■ Extracto de página
◇ ◇ ◇ ◇

Este material es inédito e incompleto; tampoco se sabe en qué fecha fue escrito.
Círculo segundo
El olvido
Es preciso enfrentarse a las reducciones. Ingenuas unas, malintencionadas otras, estúpidas otras más, irresponsables todas. No fue una noche, fue una década. No fue un puñado de mesías iluminados, fuimos decenas de miles de jóvenes comprometidos y exaltados. Y lúcidos. Y no fue una plaza, fue el mundo entero.
En México y en el mundo es común confundir el movimiento estudiantil de 1968 con la matanza que tuvo lugar el 2 de octubre de 1968 en la llamada plaza de las Tres —desde entonces cuatro— Culturas.
Año con año, y con más énfasis quinquenio con quinquenio (por aquello del sistema decimal), miles de personas conmemoran de una manera u otra, unas más legítimas que otras, la muerte colectiva. En las manifestaciones rituales —que algo tendrían de peregrinación si el morbo, la frivolidad, el oportunismo ramplón y la instrumentación no estuvieran ahí—, el aire transmite un grito que algo tiene de letanía: Dos de octubre no se olvida.
Y yo me pregunto cada año, con la misma ritualidad, qué es lo que no se olvida. Finalmente no tengo más que conceder: no se puede olvidar aquello que se desconoce. Pocos de los que gritan podrían explicar qué es lo que querían, qué es lo que gritaban los que cayeron esa noche en esa plaza. La manifestación mortuoria no continúa aquella lucha, la cancela.
En el mundo entero son muchas la celebraciones funerarias, las conmemoraciones de fracasos y derrotas. En 2008, por ejemplo, se cumplirán treintaicinco años del sacrificio de Salvador Allende, y será recordado en Chile y en muchos otros lugares, y de nuevo, en ese caso, la evocación de la muerte heroica tampoco tendrá un sentido de vida. Se hablará del descalabro, pero poco de la lucha, de la gesta. Serán pocos los que digan lo que Allende decía. Que reivindiquen lo que Allende representaba.

◇ ◇ ◇ ◇

■ Datos proporcionados
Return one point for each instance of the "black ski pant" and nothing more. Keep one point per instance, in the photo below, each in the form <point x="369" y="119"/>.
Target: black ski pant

◇ ◇ ◇ ◇

■ Tarea asignada 1
Indica si cada afirmación coincide o no con el extracto y cita las palabras del extracto que lo deciden: (a) se conoce la fecha en que se escribió el material; (b) es común confundir el movimiento estudiantil de 1968 con la matanza del 2 de octubre de 1968; (c) en 2008 se cumplirán treinta años del sacrificio de Salvador Allende.
■ Tarea asignada 2
Repite sin cambios el fragmento del extracto que va desde "En México y" hasta "octubre no se olvida.".

■ Respuesta a tarea 1
(a) No: "tampoco se sabe en qué fecha fue escrito."
(b) Sí: "En México y en el mundo es común confundir el movimiento estudiantil de 1968 con la matanza que tuvo lugar el 2 de octubre de 1968"
(c) No: "se cumplirán treintaicinco años del sacrificio de Salvador Allende"

■ Respuesta a tarea 2
En México y en el mundo es común confundir el movimiento estudiantil de 1968 con la matanza que tuvo lugar el 2 de octubre de 1968 en la llamada plaza de las Tres —desde entonces cuatro— Culturas.
Año con año, y con más énfasis quinquenio con quinquenio (por aquello del sistema decimal), miles de personas conmemoran de una manera u otra, unas más legítimas que otras, la muerte colectiva. En las manifestaciones rituales —que algo tendrían de peregrinación si el morbo, la frivolidad, el oportunismo ramplón y la instrumentación no estuvieran ahí—, el aire transmite un grito que algo tiene de letanía: Dos de octubre no se olvida.